The Senate Square, Saint Petersburg; Andrey Salnikov via Wikimedia Commons

The Saint Petersburg Paradox is a Lie

Thomas A. Fine
11 min readMay 5, 2017

There is a famous mathematical paradox called the St. Petersburg Paradox. It involves the playing of a game where you flip coins. In the version of the game I’ll use below, the first time you get heads, the pot starts at two dollars, and every head you flip after that doubles the pot. As soon as you get tails, the game ends, and you get whatever is in the pot. Now imagine yourself at a carnival, and some barker is selling this game. What would you pay? A dollar a game? Two? Five? Twenty? Keep in mind that you can play more than once, assuming you have the cash. What’s a fair price?

A quick analysis will tell you that you should win half the time, and that you’ll win at least two dollars. So a one dollar investment should always be covered. But what if the carnival is selling the game for more than a dollar? Half of all the winners will be two dollars, but the other half of the winners will be four or more dollars. Your winning rounds should average above three dollars, so you’ll average at least $1.50 in winnings per round if you keep playing, so a buck-fifty is a fair price, right?

You can continue that logic and come up with higher fair prices. The claim from some mathematicians is that this game will justify any stakes, because the payoff is infinitely increasing over time, and so no matter what you pay, you will make money on this game. And yet most people are only willing to pay $10 or $20 to play. Some people would only pay two dollars. This is often cited as a prime example of how people’s intuition about statistics is wrong, and irrational, and our pathetic little ape brains are not up to the task of guiding us through the simplest of decisions.

Bullshit.

I’ll cut to the chase right now and tell you that, despite the vast number of books in print and articles on the Internet on this subject, the most popular description of this paradox is about 90% bogus. It turns out that people are spot on in their hesitation to play this game, and if anything, most people are willing to pay too much, not too little.

First a bit of clarification. I’ve described the problem in one particular way, where getting heads first loses. Other descriptions of this game begin differently. Some start with a two dollar pot, and some with a one dollar pot (for easy mathematical modeling — the value of the pot is two to the power of the number of head flips, even if you have zero head flips). In these versions, you literally win something no matter what. It turns out that none of this matters, and I’ll show you why in a bit.

So why do armchair mathematicians think it can be played at any price? Mathematicians want to know how this game will go over time, in theory. So they use a statistical method that adds up ALL the possible rounds all the way out to infinity. In other words, how does the game trend in the long run? And what they find is that if you play an infinite number of rounds, you will make an infinite amount of money, guaranteed.

-- TASK INSTRUCTIONS --
Answer these from the article on the St. Petersburg Paradox:
(a) In the version of the game the article uses, how much is in the pot the first time you get heads?
(b) How much are most people willing to pay to play the game?
(c) How much of the most popular description of the paradox does the article call bogus?
The rows have no connection to the article on the St. Petersburg Paradox.

-- DATA SUPPLIED --
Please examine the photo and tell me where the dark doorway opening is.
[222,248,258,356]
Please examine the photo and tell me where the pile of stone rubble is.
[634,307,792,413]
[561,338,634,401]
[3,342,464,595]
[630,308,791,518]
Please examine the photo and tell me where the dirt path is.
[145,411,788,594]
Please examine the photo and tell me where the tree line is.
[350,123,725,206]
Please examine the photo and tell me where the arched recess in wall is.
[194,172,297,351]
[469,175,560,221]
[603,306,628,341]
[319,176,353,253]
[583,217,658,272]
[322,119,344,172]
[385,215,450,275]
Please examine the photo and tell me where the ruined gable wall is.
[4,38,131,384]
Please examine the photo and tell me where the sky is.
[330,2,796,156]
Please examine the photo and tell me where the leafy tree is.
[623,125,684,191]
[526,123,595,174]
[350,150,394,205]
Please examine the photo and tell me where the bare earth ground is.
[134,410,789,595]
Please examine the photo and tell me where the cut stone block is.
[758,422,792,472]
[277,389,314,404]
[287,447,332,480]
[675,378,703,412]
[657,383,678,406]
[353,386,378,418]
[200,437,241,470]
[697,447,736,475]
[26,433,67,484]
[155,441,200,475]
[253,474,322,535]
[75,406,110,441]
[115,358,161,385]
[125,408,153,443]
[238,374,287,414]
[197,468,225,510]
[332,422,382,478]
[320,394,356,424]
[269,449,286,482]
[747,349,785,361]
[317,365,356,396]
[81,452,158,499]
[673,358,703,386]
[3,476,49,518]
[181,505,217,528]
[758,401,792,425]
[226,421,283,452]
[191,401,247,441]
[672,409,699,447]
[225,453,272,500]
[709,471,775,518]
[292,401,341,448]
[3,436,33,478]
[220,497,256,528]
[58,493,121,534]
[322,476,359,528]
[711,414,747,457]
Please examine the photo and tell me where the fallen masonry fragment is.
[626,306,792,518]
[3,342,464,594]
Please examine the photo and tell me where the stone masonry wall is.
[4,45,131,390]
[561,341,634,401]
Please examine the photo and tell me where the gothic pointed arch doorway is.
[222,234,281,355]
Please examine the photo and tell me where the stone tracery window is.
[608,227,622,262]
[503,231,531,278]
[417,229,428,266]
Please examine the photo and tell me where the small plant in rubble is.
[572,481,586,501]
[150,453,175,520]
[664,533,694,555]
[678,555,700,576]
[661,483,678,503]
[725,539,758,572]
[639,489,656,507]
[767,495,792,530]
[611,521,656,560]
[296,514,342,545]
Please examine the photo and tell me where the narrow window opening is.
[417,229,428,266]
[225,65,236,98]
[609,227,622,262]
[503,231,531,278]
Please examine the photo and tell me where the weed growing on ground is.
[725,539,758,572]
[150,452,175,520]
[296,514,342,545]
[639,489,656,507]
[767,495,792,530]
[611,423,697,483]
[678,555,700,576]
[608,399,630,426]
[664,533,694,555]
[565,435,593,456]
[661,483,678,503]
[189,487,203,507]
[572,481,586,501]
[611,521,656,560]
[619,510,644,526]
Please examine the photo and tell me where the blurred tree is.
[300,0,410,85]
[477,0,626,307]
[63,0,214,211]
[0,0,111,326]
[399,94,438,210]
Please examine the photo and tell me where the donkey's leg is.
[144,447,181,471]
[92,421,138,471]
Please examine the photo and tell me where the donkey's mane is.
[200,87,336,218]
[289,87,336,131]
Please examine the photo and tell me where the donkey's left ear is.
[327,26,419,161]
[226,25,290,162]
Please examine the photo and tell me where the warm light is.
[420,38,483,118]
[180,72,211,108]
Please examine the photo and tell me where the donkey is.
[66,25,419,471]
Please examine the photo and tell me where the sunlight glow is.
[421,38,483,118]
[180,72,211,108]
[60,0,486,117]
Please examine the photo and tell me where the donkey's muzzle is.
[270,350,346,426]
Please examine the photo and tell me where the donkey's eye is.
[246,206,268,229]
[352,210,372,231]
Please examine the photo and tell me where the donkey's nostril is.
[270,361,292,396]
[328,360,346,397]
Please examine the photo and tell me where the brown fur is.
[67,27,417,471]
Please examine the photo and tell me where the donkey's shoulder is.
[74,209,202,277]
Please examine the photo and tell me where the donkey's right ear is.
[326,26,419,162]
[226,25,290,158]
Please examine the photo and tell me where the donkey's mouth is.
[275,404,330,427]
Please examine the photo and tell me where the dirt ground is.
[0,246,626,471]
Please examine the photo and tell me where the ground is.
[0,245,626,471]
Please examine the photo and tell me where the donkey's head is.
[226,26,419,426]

-- RESULT FOR THIS TASK --
(a) Two dollars.
(b) $10 or $20.
(c) About 90%.